ARTICLE start

Why yes. Sometimes. If you’re lucky. And the ripper themselves fixed it up. Issue is, lots of people can rip game models, some will even sell them on Etsy as “cosplay ready!” Some of those people do great work. Others are damn dirty liars. Knowing which is sometimes non-trivial unless you have a go-to trustworthy source.
I’ll give you an example. At one point I was tasked to print a 3D model file listed as “cosplay ready”. the artist wanted $18 for the model. They even had pictures of printed shapes. They were all basic jewelry accoutrements of a popular gatcha game. I paid them the $18.
Let’s just say it wound up not being the “does great work!” variety. The model was so obviously a straight game rip the pieces sat in space as if the character model they were stuck to had simply been clicked on and deleted. Much of the geometry was impossible to print by either not being connected in any way to anything or connecting to things at the micron level, rendering them as fragile enough to break under the stress of a fart erupting from a gnat next door. On top of that, all the edges were polygon edges with no extra smoothing, meaning they were POINTY.
So while you CAN download or buy prepped ripped models, understand that it’s a jungle out there. And selling rips from copywritten material falls into the legal grey cornfield I won’t address here as the line of what is “transformative” isn’t straightforward.
This section will be short: Google it.

ARTICLE end
DATA LISTING start

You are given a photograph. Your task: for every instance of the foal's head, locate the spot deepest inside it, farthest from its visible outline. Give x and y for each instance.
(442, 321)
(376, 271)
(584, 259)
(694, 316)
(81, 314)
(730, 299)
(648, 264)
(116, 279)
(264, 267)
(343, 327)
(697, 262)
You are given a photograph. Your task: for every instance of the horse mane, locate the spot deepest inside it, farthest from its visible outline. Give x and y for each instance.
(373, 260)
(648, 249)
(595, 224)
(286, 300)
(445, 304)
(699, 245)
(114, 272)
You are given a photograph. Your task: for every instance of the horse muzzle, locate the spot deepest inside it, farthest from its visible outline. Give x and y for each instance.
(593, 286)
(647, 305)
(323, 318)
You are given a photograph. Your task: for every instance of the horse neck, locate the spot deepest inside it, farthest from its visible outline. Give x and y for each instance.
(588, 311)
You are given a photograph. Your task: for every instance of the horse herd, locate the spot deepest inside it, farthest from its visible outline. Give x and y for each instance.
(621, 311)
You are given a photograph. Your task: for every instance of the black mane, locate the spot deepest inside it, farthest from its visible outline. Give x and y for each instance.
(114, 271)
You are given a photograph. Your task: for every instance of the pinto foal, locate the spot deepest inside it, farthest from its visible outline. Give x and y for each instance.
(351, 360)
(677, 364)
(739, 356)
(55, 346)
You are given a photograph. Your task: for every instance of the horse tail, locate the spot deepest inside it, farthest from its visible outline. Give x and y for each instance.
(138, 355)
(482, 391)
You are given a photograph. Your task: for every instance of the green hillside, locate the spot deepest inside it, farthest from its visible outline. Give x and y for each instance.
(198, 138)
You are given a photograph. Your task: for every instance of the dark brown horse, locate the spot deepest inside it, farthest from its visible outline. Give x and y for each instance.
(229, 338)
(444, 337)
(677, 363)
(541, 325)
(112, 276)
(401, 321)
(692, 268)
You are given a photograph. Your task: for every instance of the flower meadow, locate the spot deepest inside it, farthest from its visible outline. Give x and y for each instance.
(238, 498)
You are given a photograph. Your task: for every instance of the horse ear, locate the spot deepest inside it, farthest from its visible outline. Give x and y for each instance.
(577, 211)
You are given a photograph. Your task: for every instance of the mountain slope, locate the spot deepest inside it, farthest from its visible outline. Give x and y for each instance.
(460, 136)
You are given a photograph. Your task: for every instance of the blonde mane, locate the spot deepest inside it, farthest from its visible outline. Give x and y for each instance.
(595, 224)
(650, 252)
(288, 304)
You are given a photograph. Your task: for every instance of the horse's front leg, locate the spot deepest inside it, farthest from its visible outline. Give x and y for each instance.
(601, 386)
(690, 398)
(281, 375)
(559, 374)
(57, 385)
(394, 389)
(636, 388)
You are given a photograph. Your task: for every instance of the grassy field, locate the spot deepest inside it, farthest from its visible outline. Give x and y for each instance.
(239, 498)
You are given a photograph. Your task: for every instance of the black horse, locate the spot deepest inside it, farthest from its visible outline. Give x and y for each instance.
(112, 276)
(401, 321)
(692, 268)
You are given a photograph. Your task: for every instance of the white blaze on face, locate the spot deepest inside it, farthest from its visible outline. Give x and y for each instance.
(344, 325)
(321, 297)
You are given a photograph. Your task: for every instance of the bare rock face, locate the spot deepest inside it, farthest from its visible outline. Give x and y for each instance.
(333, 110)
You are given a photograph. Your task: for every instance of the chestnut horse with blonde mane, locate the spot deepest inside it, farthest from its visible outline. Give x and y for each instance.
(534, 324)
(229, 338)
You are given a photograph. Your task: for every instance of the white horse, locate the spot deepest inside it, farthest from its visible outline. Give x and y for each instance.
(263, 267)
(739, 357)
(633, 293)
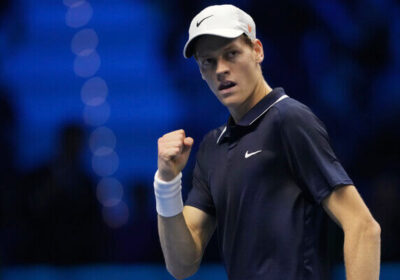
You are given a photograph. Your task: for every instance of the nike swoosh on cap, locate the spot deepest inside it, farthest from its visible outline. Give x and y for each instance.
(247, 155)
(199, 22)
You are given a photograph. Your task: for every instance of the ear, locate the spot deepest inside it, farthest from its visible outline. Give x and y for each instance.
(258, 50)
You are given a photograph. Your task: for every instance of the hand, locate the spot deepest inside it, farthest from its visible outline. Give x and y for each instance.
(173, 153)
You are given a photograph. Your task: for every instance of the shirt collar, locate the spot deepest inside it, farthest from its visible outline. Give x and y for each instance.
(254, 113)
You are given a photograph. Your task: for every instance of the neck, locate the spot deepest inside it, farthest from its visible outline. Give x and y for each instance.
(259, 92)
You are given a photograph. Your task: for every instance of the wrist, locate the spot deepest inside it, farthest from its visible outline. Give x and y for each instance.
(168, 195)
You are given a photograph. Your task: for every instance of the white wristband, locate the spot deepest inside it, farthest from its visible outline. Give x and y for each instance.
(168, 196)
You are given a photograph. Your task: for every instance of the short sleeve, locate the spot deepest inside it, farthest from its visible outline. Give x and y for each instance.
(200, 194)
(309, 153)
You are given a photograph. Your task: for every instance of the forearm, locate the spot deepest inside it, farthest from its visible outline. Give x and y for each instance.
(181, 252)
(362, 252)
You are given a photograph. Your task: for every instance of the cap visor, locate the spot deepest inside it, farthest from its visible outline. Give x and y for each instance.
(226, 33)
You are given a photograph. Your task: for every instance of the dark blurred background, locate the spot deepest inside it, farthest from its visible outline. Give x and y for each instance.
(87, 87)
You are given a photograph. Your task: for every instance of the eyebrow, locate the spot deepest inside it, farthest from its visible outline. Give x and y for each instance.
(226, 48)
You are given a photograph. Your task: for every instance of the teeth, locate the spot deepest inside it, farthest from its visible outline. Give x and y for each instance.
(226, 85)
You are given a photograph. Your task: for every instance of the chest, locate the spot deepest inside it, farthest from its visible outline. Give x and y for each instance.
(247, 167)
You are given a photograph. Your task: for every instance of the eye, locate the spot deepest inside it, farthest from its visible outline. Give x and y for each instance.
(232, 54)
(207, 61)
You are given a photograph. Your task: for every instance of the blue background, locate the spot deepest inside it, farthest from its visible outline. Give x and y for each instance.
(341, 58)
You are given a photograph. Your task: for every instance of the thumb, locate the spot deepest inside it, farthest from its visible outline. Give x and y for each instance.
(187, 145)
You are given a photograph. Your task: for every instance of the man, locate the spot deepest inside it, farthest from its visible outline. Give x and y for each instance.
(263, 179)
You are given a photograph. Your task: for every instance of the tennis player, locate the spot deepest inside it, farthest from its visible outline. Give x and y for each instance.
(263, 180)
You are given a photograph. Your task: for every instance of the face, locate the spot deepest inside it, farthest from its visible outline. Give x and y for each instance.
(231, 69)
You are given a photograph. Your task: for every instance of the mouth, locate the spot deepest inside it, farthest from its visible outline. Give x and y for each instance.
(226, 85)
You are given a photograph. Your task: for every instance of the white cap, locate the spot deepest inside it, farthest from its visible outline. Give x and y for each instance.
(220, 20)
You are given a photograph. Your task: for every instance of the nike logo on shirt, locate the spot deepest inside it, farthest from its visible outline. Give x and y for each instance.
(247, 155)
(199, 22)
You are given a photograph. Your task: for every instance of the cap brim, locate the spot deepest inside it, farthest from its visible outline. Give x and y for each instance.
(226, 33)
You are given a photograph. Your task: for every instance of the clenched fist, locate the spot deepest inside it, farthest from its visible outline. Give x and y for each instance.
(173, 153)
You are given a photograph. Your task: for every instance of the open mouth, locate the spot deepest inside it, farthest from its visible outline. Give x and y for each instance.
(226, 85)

DATA LISTING end
DATA LISTING start

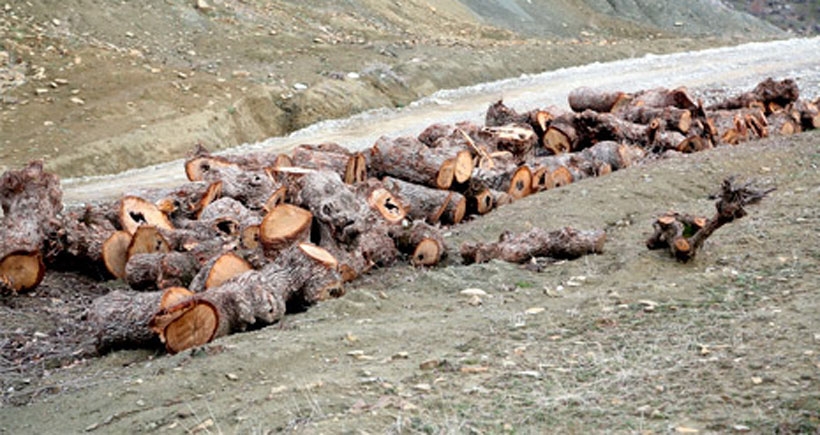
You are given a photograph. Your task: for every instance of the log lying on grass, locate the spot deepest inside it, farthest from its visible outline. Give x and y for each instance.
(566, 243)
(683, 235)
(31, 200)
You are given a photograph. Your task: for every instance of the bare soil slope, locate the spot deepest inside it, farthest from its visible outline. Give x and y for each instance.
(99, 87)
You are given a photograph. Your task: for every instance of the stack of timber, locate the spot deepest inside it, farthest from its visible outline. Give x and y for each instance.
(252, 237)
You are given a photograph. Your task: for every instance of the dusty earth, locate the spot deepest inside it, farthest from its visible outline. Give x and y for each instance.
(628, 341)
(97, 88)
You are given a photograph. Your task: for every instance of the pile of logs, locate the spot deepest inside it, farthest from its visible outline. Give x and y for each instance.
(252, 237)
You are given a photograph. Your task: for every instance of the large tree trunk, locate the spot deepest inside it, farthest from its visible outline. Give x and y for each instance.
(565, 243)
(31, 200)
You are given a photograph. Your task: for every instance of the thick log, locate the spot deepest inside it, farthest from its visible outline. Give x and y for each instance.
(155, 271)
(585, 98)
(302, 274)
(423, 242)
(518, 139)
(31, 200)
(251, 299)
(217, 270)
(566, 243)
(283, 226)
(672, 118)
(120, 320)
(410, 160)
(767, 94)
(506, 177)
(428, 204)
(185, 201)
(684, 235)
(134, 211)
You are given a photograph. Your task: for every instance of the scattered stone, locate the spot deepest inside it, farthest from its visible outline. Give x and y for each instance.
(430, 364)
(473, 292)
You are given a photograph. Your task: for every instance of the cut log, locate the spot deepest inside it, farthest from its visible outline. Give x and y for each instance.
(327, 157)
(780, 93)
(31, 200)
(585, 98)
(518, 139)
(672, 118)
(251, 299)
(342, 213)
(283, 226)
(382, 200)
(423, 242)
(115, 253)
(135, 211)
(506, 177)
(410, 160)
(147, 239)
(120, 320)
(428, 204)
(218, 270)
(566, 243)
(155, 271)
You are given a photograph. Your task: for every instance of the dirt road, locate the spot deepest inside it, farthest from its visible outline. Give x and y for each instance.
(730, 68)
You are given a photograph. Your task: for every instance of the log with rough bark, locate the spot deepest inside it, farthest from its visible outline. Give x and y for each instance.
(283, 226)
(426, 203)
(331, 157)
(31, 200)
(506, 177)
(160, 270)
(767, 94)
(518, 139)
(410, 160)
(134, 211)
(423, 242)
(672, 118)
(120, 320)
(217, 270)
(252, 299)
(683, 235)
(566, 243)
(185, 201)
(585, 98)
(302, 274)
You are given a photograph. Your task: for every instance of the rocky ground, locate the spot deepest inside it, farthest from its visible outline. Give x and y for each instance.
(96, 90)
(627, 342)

DATA LISTING end

#### [WORK REQUIRED]
Answer these about the article on ripped game models above:
(a) How much did the artist charge for the model listed as "cosplay ready"?
(b) What were the printed shapes in the artist's pictures?
(c) Why were all the edges of the model pointy?

#### [FULL ANSWER]
(a) $18.
(b) Basic jewelry accoutrements of a popular gatcha game.
(c) They were polygon edges with no extra smoothing.